*Task goal:* From the passage on nuclear waste storage below, write out word for word the part starting at "The NWMO was asked" and ending at "and re-assessment opportunities.".

*Provided passage:*
◇ ◇ ◇ ◇ ◇

Community Coalition Against Mining Uranium (CCAMU)
Inquiry on the Impacts of the Uranium Cycle
from Donna Dillman
On storage from nuclear plants, as gleaned from the following government site:|
What is being done about the waste from our nuclear plants?
The federal government established the Nuclear Waste Management Organization
(NWMO) to investigate options for the long-term storage of Canada's used
nuclear fuel. After consultations with Canadians, the NWMO has presented its
recommendations, which the federal government is now reviewing.
The NWMO was asked to examine three options - deep geological disposal in
the Canadian Shield; storage at nuclear reactor sites; and centralized
storage above or below ground. The NWMO decided that none of these options
was ideal and recommended an "Adaptive Phased Management Approach," which
would include deep geological storage in a centralized site, but with
ongoing monitoring and re-assessment opportunities.
In addition to the Canadian Shield, there are a number of other possible
storage sites throughout Canada. However, the NWMO was very clear that only
communities willing to accept the waste should be considered.
Nuclear waste in Canada is regulated by the Nuclear Fuel Waste Act.
Ontario now stores low- and mid-level waste in concrete or underground
containers at the nuclear stations. Low-level or "housekeeping" waste
includes mops, plastic sheeting, protective clothing and rags. Mid-level
waste includes replaced valves and filters used to decontaminate heavy
water, as well as any other piece of equipment used in the production of
nuclear power. After 300 years, this waste will no longer be radioactive and
will be able to be disposed of as conventional waste.
Used nuclear fuel is considered high-level waste and remains radioactive for
thousands of years. Because of its radioactivity, used fuel requires both
cooling and shielding, and is currently stored at Ontario's nuclear stations
in water-filled pools or bays. Used fuel normally remains in these pools for
15 years before it is removed and stored in concrete containers at the
nuclear stations. There are almost two million fuel bundles now in storage -
enough to fill five hockey rinks to the top of the boards.

◇ ◇ ◇ ◇ ◇

*Records:*
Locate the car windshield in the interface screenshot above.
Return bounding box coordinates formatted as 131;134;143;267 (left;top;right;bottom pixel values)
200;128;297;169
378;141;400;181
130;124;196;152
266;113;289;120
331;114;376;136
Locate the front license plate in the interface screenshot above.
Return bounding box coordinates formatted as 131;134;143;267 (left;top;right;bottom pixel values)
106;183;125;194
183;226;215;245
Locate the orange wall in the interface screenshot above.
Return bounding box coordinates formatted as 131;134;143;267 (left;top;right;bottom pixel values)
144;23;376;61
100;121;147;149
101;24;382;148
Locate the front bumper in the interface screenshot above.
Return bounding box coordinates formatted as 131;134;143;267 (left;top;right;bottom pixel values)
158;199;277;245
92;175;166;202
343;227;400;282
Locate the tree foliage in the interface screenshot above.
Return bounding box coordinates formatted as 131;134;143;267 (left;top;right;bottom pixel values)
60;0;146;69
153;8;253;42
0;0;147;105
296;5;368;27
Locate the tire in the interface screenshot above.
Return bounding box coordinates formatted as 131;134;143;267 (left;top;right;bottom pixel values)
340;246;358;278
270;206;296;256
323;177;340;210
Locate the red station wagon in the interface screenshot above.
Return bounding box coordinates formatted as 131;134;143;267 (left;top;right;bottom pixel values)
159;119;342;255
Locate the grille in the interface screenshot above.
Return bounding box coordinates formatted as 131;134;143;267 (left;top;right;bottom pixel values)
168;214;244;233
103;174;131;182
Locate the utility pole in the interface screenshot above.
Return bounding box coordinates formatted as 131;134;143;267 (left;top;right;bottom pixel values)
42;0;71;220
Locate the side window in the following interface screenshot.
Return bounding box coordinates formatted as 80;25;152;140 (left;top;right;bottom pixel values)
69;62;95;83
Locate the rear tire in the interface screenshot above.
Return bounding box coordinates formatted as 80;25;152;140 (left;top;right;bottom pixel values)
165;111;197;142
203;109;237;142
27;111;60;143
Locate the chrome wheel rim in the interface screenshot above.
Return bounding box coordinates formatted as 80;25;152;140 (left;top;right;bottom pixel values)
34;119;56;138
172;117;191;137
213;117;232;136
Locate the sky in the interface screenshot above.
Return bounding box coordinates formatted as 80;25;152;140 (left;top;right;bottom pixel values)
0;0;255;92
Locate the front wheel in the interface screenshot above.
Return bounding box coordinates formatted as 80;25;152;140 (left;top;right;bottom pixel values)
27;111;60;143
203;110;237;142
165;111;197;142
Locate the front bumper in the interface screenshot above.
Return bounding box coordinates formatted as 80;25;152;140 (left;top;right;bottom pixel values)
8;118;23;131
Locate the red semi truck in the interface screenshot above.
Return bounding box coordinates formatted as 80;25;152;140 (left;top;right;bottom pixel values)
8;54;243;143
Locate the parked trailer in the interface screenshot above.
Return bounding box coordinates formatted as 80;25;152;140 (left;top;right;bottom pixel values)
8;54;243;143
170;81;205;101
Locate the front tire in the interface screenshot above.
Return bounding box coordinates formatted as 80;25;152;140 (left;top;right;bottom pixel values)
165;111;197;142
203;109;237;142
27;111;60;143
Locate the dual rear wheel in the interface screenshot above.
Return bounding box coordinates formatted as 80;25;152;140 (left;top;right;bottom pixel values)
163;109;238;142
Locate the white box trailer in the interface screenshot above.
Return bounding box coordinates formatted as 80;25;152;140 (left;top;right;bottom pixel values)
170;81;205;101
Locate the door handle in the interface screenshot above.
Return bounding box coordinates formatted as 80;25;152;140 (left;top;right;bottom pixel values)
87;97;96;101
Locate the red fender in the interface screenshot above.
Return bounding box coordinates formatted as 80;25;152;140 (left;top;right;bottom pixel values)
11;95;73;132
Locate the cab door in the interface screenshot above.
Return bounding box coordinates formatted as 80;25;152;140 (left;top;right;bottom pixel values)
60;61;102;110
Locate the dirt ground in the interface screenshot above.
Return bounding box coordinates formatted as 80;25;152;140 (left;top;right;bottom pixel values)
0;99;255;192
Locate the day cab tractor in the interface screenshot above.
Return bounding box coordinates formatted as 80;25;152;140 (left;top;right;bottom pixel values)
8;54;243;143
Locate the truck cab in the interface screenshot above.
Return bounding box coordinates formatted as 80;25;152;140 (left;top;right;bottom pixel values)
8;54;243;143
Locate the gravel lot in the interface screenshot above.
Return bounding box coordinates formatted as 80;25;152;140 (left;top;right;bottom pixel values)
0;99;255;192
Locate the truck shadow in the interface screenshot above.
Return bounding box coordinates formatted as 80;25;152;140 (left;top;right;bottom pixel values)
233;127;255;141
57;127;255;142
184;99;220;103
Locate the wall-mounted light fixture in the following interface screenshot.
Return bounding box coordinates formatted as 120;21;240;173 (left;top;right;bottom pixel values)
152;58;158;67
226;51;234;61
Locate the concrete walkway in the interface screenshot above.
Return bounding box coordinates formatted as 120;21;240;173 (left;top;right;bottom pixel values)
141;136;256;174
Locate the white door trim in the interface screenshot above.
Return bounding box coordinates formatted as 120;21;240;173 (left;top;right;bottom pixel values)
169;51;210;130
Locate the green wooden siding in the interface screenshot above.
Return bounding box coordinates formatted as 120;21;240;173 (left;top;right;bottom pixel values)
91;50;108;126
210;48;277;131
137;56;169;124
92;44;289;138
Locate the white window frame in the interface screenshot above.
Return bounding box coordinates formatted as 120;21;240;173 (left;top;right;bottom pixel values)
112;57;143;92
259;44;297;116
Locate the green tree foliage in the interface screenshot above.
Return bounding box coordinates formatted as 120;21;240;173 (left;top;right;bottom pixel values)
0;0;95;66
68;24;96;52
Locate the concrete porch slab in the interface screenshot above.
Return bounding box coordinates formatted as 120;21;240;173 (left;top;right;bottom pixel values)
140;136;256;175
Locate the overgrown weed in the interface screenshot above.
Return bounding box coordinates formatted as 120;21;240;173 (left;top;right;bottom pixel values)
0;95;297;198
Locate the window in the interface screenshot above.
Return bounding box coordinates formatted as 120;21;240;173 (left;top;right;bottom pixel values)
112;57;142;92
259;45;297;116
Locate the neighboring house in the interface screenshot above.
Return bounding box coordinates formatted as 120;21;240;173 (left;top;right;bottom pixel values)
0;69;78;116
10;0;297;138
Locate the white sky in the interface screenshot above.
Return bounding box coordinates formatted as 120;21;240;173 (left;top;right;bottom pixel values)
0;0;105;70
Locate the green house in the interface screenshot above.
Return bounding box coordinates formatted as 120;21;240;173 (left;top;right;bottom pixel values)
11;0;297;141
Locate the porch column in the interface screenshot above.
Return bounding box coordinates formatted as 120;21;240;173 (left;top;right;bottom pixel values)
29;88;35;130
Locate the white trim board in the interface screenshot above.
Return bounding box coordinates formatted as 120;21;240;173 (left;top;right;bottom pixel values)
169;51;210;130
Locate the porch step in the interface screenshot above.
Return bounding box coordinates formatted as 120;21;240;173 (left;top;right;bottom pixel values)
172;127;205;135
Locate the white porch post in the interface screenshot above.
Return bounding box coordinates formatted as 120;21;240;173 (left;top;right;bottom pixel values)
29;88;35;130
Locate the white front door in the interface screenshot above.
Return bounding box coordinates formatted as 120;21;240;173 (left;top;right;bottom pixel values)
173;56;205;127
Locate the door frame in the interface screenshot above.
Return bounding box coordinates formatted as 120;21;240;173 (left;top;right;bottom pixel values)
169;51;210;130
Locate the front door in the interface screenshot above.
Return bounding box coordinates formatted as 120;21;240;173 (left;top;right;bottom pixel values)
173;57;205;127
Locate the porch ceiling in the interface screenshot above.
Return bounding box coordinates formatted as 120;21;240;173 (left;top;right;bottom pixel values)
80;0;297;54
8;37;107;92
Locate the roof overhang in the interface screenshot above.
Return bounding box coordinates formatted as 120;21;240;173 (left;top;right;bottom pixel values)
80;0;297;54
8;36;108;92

◇ ◇ ◇ ◇ ◇

*Answer to the problem:*
The NWMO was asked to examine three options - deep geological disposal in
the Canadian Shield; storage at nuclear reactor sites; and centralized
storage above or below ground. The NWMO decided that none of these options
was ideal and recommended an "Adaptive Phased Management Approach," which
would include deep geological storage in a centralized site, but with
ongoing monitoring and re-assessment opportunities.